■ OBJETIVO DA TAREFA
Transcreva sem alterações o trecho do texto sobre a linguagem dos quadrinhos que vai de "Professor Titular da" até "São Paulo (2001).", inclusive.

■ TEXTO DE ORIGEM
Professor Titular da USP (Universidade de São Paulo). Possui graduação em Letras pela Universidade de São Paulo (1989), mestrado em Linguística pela Universidade de São Paulo (1997) e doutorado em Linguística pela Universidade de São Paulo (2001).

Coluna

A história em quadrinhos experimental – 2ª parte

Palavras e imagens na linguagem dos quadrinhos

As relações entre a língua e as imagens participam da linguagem dos quadrinhos; tais relações, embora se mostrem corriqueiras nas HQs, nem sempre se manifestam com obviedade nos primeiros textos. Recorrendo a dois artistas, Rodolphe Töpffer e Richard Outcault, considerados fundadores da linguagem dos quadrinhos, observa-se, no estilo de cada autor, dois modos distintos de resolver a relação língua e imagem nas HQs: (1) em Töpffer, os textos se apresentam em legendas sob as ilustrações; (2) em Outcault, os textos encontram-se escritos na camisola do Yellow Kid, já aparecendo balões nas falas de algumas personagens.

Dessa forma, enquanto Töpffer (1799-1846) viveu na Suíça, com a arte das HQs mediada pela arte da ilustração, Outcault (1863-1928) viveu nos Estados Unidos, com a linguagem das HQs mediada pela inserção nos jornais. Percebe-se, portanto, entre os dois precursores dos quadrinhos, um oceano de distância, quase um século de diferença e mídias bastante distintas de atuação.

No que diz respeito às relações língua e imagem, observa-se, seguindo o processo histórico de formação da linguagem dos quadrinhos, duas etapas: (1) a diferenciação entre a ilustração e a legenda – como aparece em Töpffer –, na qual a língua e as imagens se separam em espaços distintos, igualmente na relação texto e ilustração nas páginas dos livros; (2) a inserção da língua no mesmo espaço em que se desenvolvem as imagens, semelhantemente à HQ enquanto linguagem constituída.

Dessa feita, verifica-se, tanto em Töpffer quanto em Outcault, talvez devido às relações entre imagem e língua ainda se definirem mal, tendências para a pantomima, decorrendo em minimizações do uso da língua, a derivar para quadrinhos apenas visuais; nos tempos de Outcault, a virada do século XIX para o século XX, utilizou-se a pantomima para vender jornais para analfabetos. A pantomima, portanto, revela-se gênero bastante antigo de histórias em quadrinhos, colocando-se, praticamente, na gênese dessa linguagem; em “Henry”, de 1932 – no Brasil, o “Pinduca” –, criado por Carl Anderson, predomina a pantomima.

Nessas circunstâncias, embora o quadrinho mudo ou pantomímico se mostre tão antigo quanto a própria linguagem dos quadrinhos, ele está longe de configurar apenas mera etapa a ser superada; pelo contrário, o quadrinho mudo possui desenvolvimento próprio na história da HQ. Assim, diferentemente do cinema, em que o cinema mudo parece antes uma etapa da evolução do cinema enquanto linguagem, a pantomima não apenas comparece nas origens dos quadrinhos, mas permanece ao longo de seus desdobramentos posteriores.

Itens para identificar locais:
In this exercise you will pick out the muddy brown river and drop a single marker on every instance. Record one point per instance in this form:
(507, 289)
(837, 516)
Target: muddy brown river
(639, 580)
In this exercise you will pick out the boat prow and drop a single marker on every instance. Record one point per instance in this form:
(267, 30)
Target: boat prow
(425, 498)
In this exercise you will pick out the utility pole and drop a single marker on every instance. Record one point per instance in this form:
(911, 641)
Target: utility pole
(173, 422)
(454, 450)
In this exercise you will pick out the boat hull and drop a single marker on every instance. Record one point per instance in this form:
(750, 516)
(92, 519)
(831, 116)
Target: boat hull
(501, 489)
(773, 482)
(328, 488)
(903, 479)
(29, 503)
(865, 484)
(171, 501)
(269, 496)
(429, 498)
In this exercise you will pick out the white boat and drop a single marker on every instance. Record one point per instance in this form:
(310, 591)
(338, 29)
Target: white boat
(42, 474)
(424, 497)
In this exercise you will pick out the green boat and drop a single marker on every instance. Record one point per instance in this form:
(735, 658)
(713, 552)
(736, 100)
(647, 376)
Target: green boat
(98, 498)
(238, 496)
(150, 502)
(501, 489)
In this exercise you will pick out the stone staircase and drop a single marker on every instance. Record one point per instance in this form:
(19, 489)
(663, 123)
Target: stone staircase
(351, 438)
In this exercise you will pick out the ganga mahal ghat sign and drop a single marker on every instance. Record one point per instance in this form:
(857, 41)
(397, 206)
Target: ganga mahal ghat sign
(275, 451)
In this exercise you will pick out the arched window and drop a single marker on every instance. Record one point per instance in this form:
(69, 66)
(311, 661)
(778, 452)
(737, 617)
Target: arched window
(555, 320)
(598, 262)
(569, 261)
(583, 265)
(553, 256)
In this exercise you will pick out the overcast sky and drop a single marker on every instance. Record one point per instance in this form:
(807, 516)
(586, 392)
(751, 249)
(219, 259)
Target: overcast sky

■ RESPOSTA DA TAREFA
Professor Titular da USP (Universidade de São Paulo). Possui graduação em Letras pela Universidade de São Paulo (1989), mestrado em Linguística pela Universidade de São Paulo (1997) e doutorado em Linguística pela Universidade de São Paulo (2001).